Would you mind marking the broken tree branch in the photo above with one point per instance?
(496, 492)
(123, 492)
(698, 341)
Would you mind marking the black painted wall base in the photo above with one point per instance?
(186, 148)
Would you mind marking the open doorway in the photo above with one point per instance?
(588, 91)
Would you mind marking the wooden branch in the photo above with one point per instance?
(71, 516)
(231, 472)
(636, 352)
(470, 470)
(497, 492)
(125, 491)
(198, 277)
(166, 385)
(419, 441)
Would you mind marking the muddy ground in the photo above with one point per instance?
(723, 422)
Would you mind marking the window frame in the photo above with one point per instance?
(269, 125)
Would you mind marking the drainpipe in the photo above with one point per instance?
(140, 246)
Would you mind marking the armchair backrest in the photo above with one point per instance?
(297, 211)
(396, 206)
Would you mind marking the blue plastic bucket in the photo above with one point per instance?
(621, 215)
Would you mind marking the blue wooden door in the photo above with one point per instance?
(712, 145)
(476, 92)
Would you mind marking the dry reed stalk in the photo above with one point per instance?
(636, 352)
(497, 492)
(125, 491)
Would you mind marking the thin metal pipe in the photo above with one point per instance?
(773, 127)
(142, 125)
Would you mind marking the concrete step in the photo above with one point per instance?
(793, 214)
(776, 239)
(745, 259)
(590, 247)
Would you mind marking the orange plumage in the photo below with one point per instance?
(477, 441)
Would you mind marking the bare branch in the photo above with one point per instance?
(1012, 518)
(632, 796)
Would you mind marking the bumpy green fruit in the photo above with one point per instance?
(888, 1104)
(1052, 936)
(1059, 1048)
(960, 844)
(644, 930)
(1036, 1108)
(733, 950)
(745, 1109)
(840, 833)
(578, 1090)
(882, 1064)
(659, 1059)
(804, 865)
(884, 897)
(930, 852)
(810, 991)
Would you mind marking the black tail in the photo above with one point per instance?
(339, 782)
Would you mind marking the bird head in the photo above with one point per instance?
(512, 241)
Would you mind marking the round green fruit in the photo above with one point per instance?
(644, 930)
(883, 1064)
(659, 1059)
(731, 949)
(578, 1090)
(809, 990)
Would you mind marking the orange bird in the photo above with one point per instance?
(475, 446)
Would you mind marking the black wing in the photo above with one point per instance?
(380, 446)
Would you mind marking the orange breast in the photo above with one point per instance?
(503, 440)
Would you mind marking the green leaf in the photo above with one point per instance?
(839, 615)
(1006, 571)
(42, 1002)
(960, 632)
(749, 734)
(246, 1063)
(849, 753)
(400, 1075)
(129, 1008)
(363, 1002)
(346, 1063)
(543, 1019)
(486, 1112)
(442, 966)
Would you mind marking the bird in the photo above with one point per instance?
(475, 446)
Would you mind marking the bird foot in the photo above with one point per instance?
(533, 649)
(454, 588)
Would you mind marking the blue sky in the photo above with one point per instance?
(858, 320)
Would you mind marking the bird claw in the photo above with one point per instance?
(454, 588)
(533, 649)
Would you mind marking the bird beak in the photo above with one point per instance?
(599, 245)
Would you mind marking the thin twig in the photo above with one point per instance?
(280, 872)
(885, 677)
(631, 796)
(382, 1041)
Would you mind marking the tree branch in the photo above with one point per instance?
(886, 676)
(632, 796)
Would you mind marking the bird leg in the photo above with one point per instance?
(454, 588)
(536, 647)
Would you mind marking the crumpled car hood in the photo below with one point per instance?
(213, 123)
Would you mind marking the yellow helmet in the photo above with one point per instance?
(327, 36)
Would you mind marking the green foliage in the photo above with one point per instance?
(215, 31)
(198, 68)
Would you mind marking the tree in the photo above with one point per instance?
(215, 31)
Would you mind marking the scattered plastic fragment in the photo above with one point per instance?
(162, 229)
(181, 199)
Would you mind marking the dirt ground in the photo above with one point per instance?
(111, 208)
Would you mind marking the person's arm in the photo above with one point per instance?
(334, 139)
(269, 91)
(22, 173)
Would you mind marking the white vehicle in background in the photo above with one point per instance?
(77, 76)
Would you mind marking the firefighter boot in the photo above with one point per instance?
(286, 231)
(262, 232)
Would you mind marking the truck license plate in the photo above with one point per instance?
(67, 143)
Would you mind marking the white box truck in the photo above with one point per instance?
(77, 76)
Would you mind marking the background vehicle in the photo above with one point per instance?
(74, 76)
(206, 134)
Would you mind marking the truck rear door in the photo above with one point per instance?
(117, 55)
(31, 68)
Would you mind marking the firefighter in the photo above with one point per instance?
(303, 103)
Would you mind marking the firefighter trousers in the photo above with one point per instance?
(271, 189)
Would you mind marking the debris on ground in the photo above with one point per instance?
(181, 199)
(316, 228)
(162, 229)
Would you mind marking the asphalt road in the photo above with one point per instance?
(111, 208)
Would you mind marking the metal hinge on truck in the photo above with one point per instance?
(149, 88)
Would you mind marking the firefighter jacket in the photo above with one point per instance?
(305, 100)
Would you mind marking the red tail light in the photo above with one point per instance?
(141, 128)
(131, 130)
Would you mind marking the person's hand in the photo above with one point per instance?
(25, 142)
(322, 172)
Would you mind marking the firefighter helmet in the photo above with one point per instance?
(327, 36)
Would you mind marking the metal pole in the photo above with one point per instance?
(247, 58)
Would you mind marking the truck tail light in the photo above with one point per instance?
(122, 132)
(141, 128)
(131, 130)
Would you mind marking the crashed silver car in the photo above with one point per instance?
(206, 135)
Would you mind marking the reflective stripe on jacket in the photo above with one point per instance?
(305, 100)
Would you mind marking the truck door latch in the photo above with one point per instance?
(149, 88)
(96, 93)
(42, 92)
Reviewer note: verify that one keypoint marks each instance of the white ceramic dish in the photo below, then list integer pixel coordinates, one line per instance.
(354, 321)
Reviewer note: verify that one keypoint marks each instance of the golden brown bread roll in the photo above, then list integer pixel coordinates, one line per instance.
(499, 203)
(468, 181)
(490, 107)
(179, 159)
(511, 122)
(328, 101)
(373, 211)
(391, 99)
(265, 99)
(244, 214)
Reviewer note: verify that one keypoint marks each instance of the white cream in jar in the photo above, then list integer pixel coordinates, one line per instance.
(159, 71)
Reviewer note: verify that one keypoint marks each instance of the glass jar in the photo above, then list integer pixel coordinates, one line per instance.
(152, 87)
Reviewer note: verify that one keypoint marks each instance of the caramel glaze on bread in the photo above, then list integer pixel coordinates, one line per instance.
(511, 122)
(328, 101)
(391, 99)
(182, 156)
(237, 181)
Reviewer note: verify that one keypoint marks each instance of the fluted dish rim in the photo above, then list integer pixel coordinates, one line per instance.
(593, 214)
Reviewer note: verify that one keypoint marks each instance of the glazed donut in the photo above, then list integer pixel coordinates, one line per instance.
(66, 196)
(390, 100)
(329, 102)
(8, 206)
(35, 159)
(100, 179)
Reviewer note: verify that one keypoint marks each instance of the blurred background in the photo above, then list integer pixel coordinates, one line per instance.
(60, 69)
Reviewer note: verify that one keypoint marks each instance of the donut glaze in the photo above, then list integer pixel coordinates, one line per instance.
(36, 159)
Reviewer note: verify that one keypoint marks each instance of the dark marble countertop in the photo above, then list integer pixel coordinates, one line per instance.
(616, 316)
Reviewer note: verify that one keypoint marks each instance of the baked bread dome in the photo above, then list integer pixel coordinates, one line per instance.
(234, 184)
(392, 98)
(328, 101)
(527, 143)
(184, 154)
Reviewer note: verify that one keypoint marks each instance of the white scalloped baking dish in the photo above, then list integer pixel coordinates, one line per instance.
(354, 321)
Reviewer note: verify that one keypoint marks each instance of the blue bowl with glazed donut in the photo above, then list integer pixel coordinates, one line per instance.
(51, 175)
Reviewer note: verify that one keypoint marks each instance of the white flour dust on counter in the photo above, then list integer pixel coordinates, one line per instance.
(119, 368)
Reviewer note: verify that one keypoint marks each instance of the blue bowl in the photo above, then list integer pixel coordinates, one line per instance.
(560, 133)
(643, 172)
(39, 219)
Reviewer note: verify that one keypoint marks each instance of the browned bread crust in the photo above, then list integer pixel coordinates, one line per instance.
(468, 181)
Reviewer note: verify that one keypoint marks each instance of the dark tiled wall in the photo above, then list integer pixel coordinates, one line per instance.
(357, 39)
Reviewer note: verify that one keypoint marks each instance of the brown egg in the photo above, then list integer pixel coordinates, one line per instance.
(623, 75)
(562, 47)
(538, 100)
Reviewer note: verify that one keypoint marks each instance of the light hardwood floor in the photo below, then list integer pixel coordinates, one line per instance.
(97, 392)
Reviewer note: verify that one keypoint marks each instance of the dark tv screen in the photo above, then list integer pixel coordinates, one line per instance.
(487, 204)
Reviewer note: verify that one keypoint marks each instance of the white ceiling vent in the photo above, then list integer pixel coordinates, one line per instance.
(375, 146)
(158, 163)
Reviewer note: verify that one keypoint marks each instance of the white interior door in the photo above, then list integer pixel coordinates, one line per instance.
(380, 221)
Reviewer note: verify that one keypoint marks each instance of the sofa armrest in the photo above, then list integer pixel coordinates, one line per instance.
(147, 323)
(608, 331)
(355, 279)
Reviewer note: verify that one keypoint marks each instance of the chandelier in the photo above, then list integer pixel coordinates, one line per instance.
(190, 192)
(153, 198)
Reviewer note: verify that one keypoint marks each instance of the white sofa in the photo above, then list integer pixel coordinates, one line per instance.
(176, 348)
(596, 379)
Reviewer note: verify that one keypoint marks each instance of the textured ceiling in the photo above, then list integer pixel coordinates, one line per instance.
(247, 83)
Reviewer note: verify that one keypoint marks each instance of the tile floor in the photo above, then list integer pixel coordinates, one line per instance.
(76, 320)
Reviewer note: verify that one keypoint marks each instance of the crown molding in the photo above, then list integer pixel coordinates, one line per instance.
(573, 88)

━━━━━━━━━━━━━━━━━━━━

Write out again, unchanged, every line from the line containing "of the sofa" to the final line of the material above.

**THE ANSWER:**
Reviewer note: verify that one keypoint marks each instance of the sofa armrest in the photo above, then list integer pixel coordinates, one line per instance.
(147, 323)
(608, 331)
(355, 279)
Reviewer note: verify that one keypoint marks each instance of the chandelier in the photo above, then list integer pixel coordinates, one line per instance.
(190, 192)
(153, 198)
Reviewer note: verify that one keypoint marks each instance of the white sofa in the photo above, then list integer pixel coordinates, one line per instance.
(176, 348)
(596, 379)
Reviewer note: verify that one keypoint marks each instance of the textured ceiling in the photo above, then list integer pixel coordinates, one line per instance.
(247, 83)
Reviewer note: verify that one keypoint marks each instance of the tile floor in the photo above, then list integer pixel coordinates, one line per instance.
(76, 320)
Reviewer note: verify that one keypoint marks each instance of the crown molding in the photo above, then list integer pixel coordinates, one line per instance.
(573, 88)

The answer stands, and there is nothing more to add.